* QUOTED PASSAGE *

Seven UCSF Scientists Receive NIH 'Blue-Sky' Research Awards

High-Risk, High-Reward Research Program Supports 'Creative', 'Bold' Scientists Tackling Major Biomedical Challenges

By Nicholas Weiler | UCSF.edu | October 04, 2016

The National Institutes of Health (NIH) has awarded grants to seven UC San Francisco scientists to pursue innovative approaches to major contemporary challenges in biomedical research. The highly competitive grants, which were announced today among 88 such awards nationwide, were made under the High-Risk, High-Reward Research program supported by the NIH Common Fund. The grants include the Pioneer Award, the New Innovator Award and the Early Independence Award.

Four UCSF researchers received the New Innovator Award, which supports unusually innovative research from early career investigators who are within 10 years of their doctoral degree or clinical residency and have not yet received a research project grant (R01) or equivalent NIH grant.
 
  • Rushika Perera, PhD, studies the fundamental biology of pancreatic cancers to learn what allows these cancers to be so aggressive. In particular, her lab studies how cancer cells rewire normal cellular digestion pathways to give them an edge over surrounding normal cells. Perera receives the NIH Innovator grant for her proposal to create a mouse model of pancreatic cancer in which the cellular “stomachs,” called lysosomes, of pancreatic cancer cells can be isolated at different stages of cancer development to learn how the nutritional requirements of these cells differ from their neighbors and evolve as the cancers become more malignant. Perera is an assistant professor in the departments of anatomy and pathology in the UCSF School of Medicine and a member of the UCSF Helen Diller Family Comprehensive Cancer Center.
  • Arun Wiita, MD, PhD, studies how cancer therapy affects protein production in cells. In particular, Wiita and colleagues are interested in understanding how changes in protein production by cancerous and healthy cells following treatment lead to desired therapeutic outcomes and undesired side-effects. He received the NIH Innovator grant to push the boundaries of mass spectrometry technology to enable his group to track the kinetics of protein folding across thousands of different proteins in cells in near-real time. Wiita is an assistant professor of laboratory medicine in the UCSF School of Medicine and assistant director of the UCSF Clinical Cytogenetics Laboratory, where he aids physicians to interpret prenatal and postnatal genetic testing results.

* DIRECTIONS *
• A. Decide whether each statement below agrees with the article on the NIH awards to UCSF scientists. Answer yes or no for each, and quote the words from the article that settle it.
(i) The awards to UCSF scientists were among 88 such awards given nationwide.
(ii) Arun Wiita is an assistant professor in the departments of anatomy and pathology.
(iii) Rushika Perera's proposal involves creating a mouse model of pancreatic cancer.
• B. Answer these questions using the article on the NIH awards to UCSF scientists.
(i) How many UCSF researchers received the New Innovator Award?
(ii) What supports the High-Risk, High-Reward Research program?
(iii) Which technology does Wiita's group plan to push the boundaries of?
• C. Return the stretch of the article on the NIH awards to UCSF scientists from "The National Institutes" through "equivalent NIH grant.", copied word for word.

[Records from a data collection]
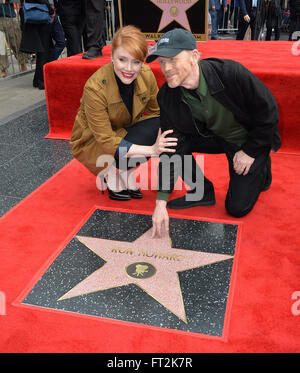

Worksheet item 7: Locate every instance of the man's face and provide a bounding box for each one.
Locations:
[158,51,195,88]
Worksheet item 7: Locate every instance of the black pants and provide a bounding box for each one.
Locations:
[186,137,270,217]
[115,117,160,170]
[85,0,105,50]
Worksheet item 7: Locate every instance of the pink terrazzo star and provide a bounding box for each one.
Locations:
[150,0,198,32]
[59,229,232,323]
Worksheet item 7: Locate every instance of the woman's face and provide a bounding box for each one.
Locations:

* LIST OF SOLUTIONS *
• A.
(i) Yes: "which were announced today among 88 such awards nationwide"
(ii) No: "Wiita is an assistant professor of laboratory medicine in the UCSF School of Medicine"
(iii) Yes: "her proposal to create a mouse model of pancreatic cancer"

• B.
(i) Four
(ii) The NIH Common Fund
(iii) Mass spectrometry technology

• C.
The National Institutes of Health (NIH) has awarded grants to seven UC San Francisco scientists to pursue innovative approaches to major contemporary challenges in biomedical research. The highly competitive grants, which were announced today among 88 such awards nationwide, were made under the High-Risk, High-Reward Research program supported by the NIH Common Fund. The grants include the Pioneer Award, the New Innovator Award and the Early Independence Award.

Four UCSF researchers received the New Innovator Award, which supports unusually innovative research from early career investigators who are within 10 years of their doctoral degree or clinical residency and have not yet received a research project grant (R01) or equivalent NIH grant.